RECORDS FOR THE EXERCISE:
--------

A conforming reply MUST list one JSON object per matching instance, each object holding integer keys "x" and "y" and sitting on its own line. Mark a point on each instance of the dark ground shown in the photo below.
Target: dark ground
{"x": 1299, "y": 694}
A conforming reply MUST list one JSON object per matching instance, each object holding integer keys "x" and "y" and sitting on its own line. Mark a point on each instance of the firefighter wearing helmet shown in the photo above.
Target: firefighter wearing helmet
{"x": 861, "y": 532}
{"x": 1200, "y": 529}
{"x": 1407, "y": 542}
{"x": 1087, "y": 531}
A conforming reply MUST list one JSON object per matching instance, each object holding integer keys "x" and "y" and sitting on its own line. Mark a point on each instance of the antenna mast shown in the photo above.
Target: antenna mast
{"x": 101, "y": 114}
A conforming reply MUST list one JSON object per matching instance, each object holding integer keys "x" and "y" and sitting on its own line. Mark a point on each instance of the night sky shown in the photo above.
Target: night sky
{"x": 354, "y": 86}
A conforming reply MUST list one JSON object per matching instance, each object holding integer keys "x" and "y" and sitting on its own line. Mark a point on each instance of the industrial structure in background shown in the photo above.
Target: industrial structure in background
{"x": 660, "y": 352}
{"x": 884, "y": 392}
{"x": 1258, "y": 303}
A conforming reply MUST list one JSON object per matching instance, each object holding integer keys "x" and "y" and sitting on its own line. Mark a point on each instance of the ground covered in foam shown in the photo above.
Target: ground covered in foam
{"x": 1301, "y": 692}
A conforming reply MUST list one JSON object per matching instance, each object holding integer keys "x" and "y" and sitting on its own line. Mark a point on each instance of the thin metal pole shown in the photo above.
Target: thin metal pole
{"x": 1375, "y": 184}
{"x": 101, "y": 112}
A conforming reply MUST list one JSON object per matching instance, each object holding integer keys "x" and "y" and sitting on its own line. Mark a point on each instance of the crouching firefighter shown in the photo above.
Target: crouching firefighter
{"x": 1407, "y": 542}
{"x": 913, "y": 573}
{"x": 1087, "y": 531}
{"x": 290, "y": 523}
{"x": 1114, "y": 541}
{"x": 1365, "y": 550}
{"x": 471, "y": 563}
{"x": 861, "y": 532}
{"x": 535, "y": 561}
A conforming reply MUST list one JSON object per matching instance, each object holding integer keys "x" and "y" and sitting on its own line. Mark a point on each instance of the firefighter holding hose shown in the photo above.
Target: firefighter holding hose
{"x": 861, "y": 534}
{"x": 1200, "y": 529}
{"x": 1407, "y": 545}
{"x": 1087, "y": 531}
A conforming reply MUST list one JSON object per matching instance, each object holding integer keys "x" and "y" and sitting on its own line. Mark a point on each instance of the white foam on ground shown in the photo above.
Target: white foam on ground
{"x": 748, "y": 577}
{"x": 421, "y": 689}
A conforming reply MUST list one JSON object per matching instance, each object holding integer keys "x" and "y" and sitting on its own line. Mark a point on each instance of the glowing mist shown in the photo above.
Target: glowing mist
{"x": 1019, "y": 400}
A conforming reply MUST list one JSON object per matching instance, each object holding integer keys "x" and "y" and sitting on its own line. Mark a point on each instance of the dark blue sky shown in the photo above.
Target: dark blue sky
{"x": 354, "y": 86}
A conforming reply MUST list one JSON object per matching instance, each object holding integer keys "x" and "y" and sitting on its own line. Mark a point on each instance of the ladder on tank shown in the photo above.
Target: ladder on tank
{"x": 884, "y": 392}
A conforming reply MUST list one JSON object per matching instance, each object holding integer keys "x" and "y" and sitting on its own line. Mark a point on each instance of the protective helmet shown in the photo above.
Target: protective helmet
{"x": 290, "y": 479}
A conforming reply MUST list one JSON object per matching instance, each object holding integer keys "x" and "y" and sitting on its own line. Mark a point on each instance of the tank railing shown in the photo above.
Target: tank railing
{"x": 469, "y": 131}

--------

What needs duplicating is the run of lines from the one containing "hose shown in the photo above." through the last line of the entries above, exact and complete.

A conforming reply MUST list one JSON object per matching instance, each object holding integer keys "x" and "y" and sitting on its own line. Mark a point on each instance of the firefighter holding hose shown in the photo above.
Target: firefighter holding hose
{"x": 861, "y": 534}
{"x": 1200, "y": 529}
{"x": 1407, "y": 545}
{"x": 1087, "y": 531}
A conforming reply MUST list one JSON object per matching instance, each object holding integer keys "x" and "y" and sitting on its own line. Mark a point on each instance of the white foam on ground shown in the photo above.
Target: white foam on ground
{"x": 748, "y": 577}
{"x": 421, "y": 689}
A conforming reply MUST list one JSON object per matching instance, each object holding integer keys "x" and "y" and sitting on its own line. Mark a point on each instance of the glowing mist shown in the photo above.
Target: glowing mist
{"x": 1019, "y": 400}
A conforming reply MUST list one JSON object per matching instance, each object holding integer keys "x" and "y" and sitting on its own line. Mark a point on each instance of the dark blue sky shown in the photo above.
Target: dark blue sky
{"x": 354, "y": 86}
A conforming reply MUST list one JSON object per matching instance, each object holding integer keys "x" and "y" and sitting on its own line. Mark a point on each instance of the ladder on tank shown in the photo above.
Target: ladder on tank
{"x": 884, "y": 392}
A conforming reply MUST list one JSON object per matching instance, each object holding integer keys "x" and "y" and sitting on its own line. Mark a point on each instance of the protective helmet shown in the photo above.
Target: protective helmet
{"x": 290, "y": 479}
A conforming reply MUST list one JSON object per matching instance, each object holding integer keys "x" and "y" and sitting on its own line. Mark a point on each instance of the tank railing shown in the photo above.
Target: tank railing
{"x": 469, "y": 131}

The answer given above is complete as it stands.